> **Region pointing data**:
===

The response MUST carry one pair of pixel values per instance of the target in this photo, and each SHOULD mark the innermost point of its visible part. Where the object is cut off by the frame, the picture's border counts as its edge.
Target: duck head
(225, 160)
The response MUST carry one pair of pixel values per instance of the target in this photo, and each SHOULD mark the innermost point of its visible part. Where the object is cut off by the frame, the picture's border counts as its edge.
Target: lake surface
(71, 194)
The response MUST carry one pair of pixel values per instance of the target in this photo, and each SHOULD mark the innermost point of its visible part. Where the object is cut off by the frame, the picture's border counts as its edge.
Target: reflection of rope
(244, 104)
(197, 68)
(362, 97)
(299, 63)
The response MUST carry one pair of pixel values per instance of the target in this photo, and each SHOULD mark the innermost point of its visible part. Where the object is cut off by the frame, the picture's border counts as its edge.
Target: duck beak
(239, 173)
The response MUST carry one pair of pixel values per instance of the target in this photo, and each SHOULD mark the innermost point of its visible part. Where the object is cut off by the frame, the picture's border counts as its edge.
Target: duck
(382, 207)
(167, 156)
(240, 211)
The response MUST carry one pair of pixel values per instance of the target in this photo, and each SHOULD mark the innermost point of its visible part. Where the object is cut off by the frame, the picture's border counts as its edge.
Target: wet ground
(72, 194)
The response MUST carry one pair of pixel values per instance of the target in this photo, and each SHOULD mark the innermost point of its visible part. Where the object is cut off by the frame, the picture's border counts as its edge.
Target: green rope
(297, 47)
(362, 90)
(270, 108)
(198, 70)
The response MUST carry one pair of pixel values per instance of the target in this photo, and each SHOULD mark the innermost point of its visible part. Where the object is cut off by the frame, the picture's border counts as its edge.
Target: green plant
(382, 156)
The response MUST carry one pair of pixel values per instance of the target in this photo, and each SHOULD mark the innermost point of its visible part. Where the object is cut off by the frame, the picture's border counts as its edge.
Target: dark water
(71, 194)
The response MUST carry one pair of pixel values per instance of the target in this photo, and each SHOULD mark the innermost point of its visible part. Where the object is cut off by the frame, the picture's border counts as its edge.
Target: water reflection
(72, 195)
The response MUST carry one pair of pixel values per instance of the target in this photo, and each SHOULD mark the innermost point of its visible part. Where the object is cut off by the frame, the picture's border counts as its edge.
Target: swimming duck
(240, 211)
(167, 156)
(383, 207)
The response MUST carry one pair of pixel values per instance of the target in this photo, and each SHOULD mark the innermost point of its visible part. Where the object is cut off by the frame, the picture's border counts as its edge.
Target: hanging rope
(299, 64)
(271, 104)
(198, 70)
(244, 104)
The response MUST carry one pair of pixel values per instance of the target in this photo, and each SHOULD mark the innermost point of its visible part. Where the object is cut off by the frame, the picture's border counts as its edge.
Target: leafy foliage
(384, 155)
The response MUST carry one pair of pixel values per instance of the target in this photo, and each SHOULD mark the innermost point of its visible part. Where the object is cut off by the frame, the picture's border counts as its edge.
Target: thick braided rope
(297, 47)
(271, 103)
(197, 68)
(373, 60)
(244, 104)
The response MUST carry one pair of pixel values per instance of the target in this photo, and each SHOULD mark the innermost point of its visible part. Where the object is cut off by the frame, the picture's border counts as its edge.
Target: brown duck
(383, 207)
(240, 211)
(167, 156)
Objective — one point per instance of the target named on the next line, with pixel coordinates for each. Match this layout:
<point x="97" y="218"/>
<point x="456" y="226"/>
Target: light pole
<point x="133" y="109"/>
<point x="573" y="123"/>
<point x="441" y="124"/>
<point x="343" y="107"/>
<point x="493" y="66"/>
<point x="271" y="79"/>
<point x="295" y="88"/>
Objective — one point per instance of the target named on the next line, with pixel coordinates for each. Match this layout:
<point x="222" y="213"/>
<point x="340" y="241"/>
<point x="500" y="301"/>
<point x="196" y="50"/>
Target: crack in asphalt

===

What you return should match every line above exactly.

> **Answer section**:
The response MUST carry one pair of pixel values per instance of the target in this photo, and each SHOULD mark the innermost point of its visible part. Where the object is cut off by the frame, the picture's border counts as its edge.
Target: duck head
(225, 160)
The response MUST carry one pair of pixel values per instance of the target in this photo, and each SHOULD mark the innermost point of its visible part. Where the object is cut off by the frame, the picture's border counts as its edge.
Target: lake surface
(71, 194)
The response MUST carry one pair of pixel values per instance of the target in this photo, and each SHOULD mark the innermost point of its visible part. Where the object is cut off by the frame, the picture's border counts as its edge.
Target: reflection of rope
(244, 104)
(197, 68)
(362, 97)
(299, 63)
The response MUST carry one pair of pixel values per instance of the target in this photo, and each SHOULD mark the innermost point of its visible part. Where the object is cut off by the frame, the picture's border counts as its edge.
Target: duck beak
(239, 173)
The response MUST carry one pair of pixel values per instance of the target in this photo, and each SHOULD mark the innermost point of its visible part. Where the object is cut off by the frame, the picture's border counts as its edge.
Target: duck
(382, 207)
(167, 156)
(240, 211)
The response MUST carry one pair of pixel values per instance of the target in this photo, and each SHOULD mark the innermost point of its visible part. Where the object is cut off by the frame, the picture's border counts as its edge.
Target: wet ground
(72, 194)
The response MUST carry one pair of pixel values per instance of the target in this photo, and each SHOULD mark the innermost point of its visible part. Where the object is cut off by the frame, the picture's border counts as its edge.
Target: green rope
(297, 47)
(362, 90)
(270, 108)
(198, 70)
The response MUST carry one pair of pixel values per instance of the target in this photo, and each SHOULD mark the innermost point of its visible part. Where the object is cut off by the frame, the picture's border counts as its edge.
Target: green plant
(382, 156)
The response MUST carry one pair of pixel values per instance of the target in this photo, and each SHOULD mark the innermost point of its visible part. Where the object is cut off by the frame, the picture's border counts as its edge.
Target: dark water
(71, 194)
The response MUST carry one pair of pixel values per instance of the target in this photo, and each SHOULD mark the innermost point of its visible part. Where the object is cut off by the frame, the picture's border counts as its edge.
Target: water reflection
(72, 195)
The response MUST carry one pair of pixel values per instance of the target in this photo, and each SHOULD mark the innermost point of its visible part. Where the object is cut off by the frame, the picture's border counts as its edge.
Target: swimming duck
(240, 211)
(167, 156)
(383, 207)
The response MUST carry one pair of pixel values per instance of the target in this photo, and each SHOULD mark the innermost point of its visible part. Where the object is cut off by the frame, the picture's border counts as its edge.
Target: hanging rope
(299, 64)
(271, 104)
(198, 70)
(244, 104)
The response MUST carry one pair of pixel values per instance of the target in this photo, and each SHOULD mark the innermost point of its visible part. Where the object is cut off by the frame, the picture's border counts as its edge.
Target: leafy foliage
(384, 155)
The response MUST carry one pair of pixel values per instance of the target in this photo, and each SHOULD mark the innermost point of its visible part. Where the object is cut off by the frame, the picture's border counts as its edge.
Target: thick braided rope
(297, 47)
(271, 103)
(197, 68)
(373, 60)
(244, 104)
The response MUST carry one pair of pixel values per instance of the target in this photo, and each SHOULD mark the innermost point of its visible part. Where the object is cut off by the frame, the picture's border counts as its edge.
Target: brown duck
(383, 207)
(240, 211)
(167, 156)
Objective — one point per instance of the target named on the next line, with pixel coordinates for each. Match this layout:
<point x="97" y="218"/>
<point x="456" y="226"/>
Target: light pole
<point x="133" y="109"/>
<point x="573" y="123"/>
<point x="441" y="124"/>
<point x="343" y="107"/>
<point x="493" y="66"/>
<point x="271" y="79"/>
<point x="295" y="88"/>
Objective — one point per instance of the target named on the next line, with pixel coordinates for each. Match this layout:
<point x="222" y="213"/>
<point x="340" y="241"/>
<point x="500" y="301"/>
<point x="196" y="50"/>
Target: crack in asphalt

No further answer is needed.